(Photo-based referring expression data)
════════

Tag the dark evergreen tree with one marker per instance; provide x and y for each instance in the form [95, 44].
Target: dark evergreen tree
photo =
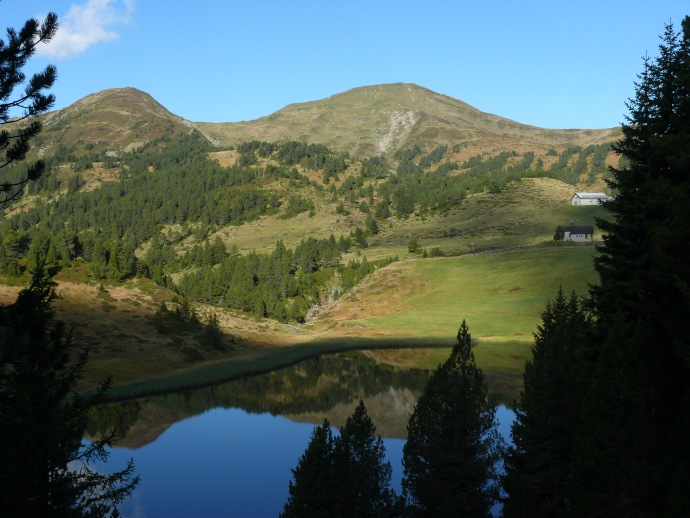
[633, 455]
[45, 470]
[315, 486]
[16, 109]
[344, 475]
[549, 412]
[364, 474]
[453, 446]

════════

Transcribe all of the records above character for character. Exclude the pictures.

Exercise result:
Tag the dark evergreen tree with one marker per instance; provide x and y for each instance in the form [95, 44].
Target: dark evergreen tree
photo =
[633, 455]
[45, 470]
[315, 486]
[16, 109]
[344, 475]
[549, 412]
[364, 474]
[453, 446]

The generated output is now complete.